Will the relationship improve under the new government (elected on May 21, 2022) led by Anthony Albanese and the Australian Labor Party? I certainly hope so.

There are negative signs. Labor policy is similar in many ways to that of Morrison and his government. However, there are also positive signs. Albanese and his Foreign Minister Penny Wong are much better diplomats and do not engage in "megaphone" diplomacy and are less prone to issue self-righteous pronouncements that judge China as bad and immoral.

We'll have to wait and see. I don't expect immediate change, but I do think there will be improvements over the next few months, and I remain optimistic about the mid-term to long-term future. Trade remains extremely important for both countries. It is totally obvious to me that it is in Australia's interests to get on well with China.

GT: As your understanding of China has deepened, you have said that it is difficult for you to agree with the propaganda from the Western media because their reports are usually based on an assumption that "it is all China's fault." In your opinion, why do the Western media intentionally demonize China?
=====
**Required actions:**
[1] In the interview on Australia–China relations, on what date was the new government elected?
[2] Pick up the interview on Australia–China relations right after its final sentence.
The data that comes next is separate material, unrelated to the interview on Australia–China relations.
=====
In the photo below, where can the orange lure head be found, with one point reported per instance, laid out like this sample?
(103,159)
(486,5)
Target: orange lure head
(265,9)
=====
**Set of answers:**
[1] May 21, 2022.

[2]
Mackerras: I am alarmed at how hostile the Western media are toward China. True, there are some good journalists. But the demonization of China is far too prevalent and very bad for relations.

I think the reason may be largely to do with politics. The fact is that in the last few years, Western images of China have got much, much worse, including in Australia. This is mainly due to the fact that the West cannot accept the rise of China. For centuries, the West has assumed it was No.1 in the world. Its values, its system of government, its economic models, its technology, were the best in the world and everybody should follow them. But now, China is rising and seems to pose a challenge to Western hegemony. It is no longer prepared to be pushed around as it once was. The era of humiliation of China is decisively over. The images follow the politics to a large extent.

GT: The last time you visited Xinjiang was in 2018. In your opinion, what are the most obvious changes that have taken place in Xinjiang in the past 10 years? Will the attempts of some Western countries in playing the "Xinjiang card" to contain China's development succeed?

Mackerras: I have visited Xinjiang many times now and made a study of the history and present circumstances of the Uygur people. Over my many visits, I have been impressed with the vast improvements in living standards, infrastructure and economic and social development.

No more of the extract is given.